# [Job]
Pick out every line in the items below that contains the word "Target", treating uppercase and lowercase as different, and copy each of those lines.

# [Data for the task]

<<<<

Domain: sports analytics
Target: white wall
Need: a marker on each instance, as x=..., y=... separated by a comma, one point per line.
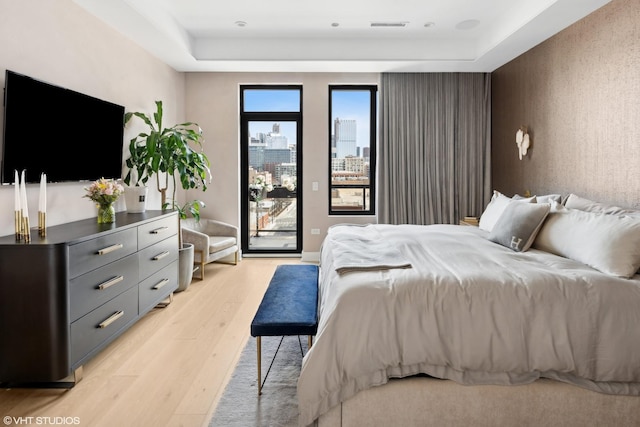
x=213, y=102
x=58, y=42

>>>>
<<<<

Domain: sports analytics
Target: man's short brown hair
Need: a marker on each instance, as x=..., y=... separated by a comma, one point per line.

>>>>

# [Correct response]
Target: white wall
Target: man's short brown hair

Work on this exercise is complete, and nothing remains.